» Aim of the exercise: Can you quote the show hack article word for word between "Hacks in the UK must" and "shoes is prohibited.", inclusive?

» Passage to read:
======
Jump to: navigation, search

Show hack


File:Hack1.jpg
A show hack in Australia

The show hack is a type of ridden show horse, exhibited to a standard first established in England.

Affiliated showing and breeding of the show hacks in the United Kingdom is overseen by the British Show Horse Association.

In the USA and Canada, show hack is solely a form of competition open to various breeds and overseen by the USEF and Equine Canada (EC). The Canadian form of competition is more closely modeled on the British standard than that of the USA.

Contents

Conformation and breeding

Show hacks in the UK are divided into two height classes - small hacks are 148cms to 154 cms and large hacks are 154 cms to 160 cms. In Canada, there are also height divisions, at the discretion of show management. Ponies are defined as standing under 14.2 hands, and horses may be divided into two or three sections; 14.2 h up to 15.3, and over 15.3 h, or 14.2h to 15.2h, over 15.2h to 16.0h, and over 16.0h.

Australian show hacks are of any breed and are usually divided into height classes in the following categories: pony (under 14hh), galloway, and over 15hh. Other classes may include pony hack ridden by a child, lady’s hack, educated hack, restricted and heavyweight hack. One of the major events is the Barastoc Horse of the Year Show.

Hacks in any nation must be of elegant appearance, and show excellent self-carriage. In the UK, they are usually full or part-bred Thoroughbreds. Anglo-Arabians are particularly successful in these classes. In the United States and Canada, in addition to horses of Thoroughbred and Arabian breeding, Morgans, Ponies, Warmbloods and part-Warmblood horses also are seen, as North American competition favors a dressage-like frame and way of going.

Manners and movement

Hacks in the UK must have straight movement and move with "pointed" toes. Individual shows do not need to show a gallop, but should show rein back alongside the usual requirements of halt, walk, trot and canter.

In North American classes, the show hack is to show at extended, regular and collected versions of the walk, trot and canter, as well as performing a hand gallop, halt and the rein back. Particular emphasis is placed on gait transitions and obedience. While fluid, smooth gaits are always desired, a more dressage-like frame is favored. Some show hack classes for specific breeds, particularly those for the Arabian and Morgan, encourage some animated knee action, though in Canada, use of weighted shoes is prohibited.

In Canada, riders may be asked to dismount and remount their horses, and horses may have their saddles removed for conformation judging. Conformation scores may be used to break a tie.
======
» Data lines:

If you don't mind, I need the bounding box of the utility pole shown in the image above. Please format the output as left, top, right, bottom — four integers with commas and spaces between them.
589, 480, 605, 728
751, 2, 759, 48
======
» Correct output:
Hacks in the UK must have straight movement and move with "pointed" toes. Individual shows do not need to show a gallop, but should show rein back alongside the usual requirements of halt, walk, trot and canter.

In North American classes, the show hack is to show at extended, regular and collected versions of the walk, trot and canter, as well as performing a hand gallop, halt and the rein back. Particular emphasis is placed on gait transitions and obedience. While fluid, smooth gaits are always desired, a more dressage-like frame is favored. Some show hack classes for specific breeds, particularly those for the Arabian and Morgan, encourage some animated knee action, though in Canada, use of weighted shoes is prohibited.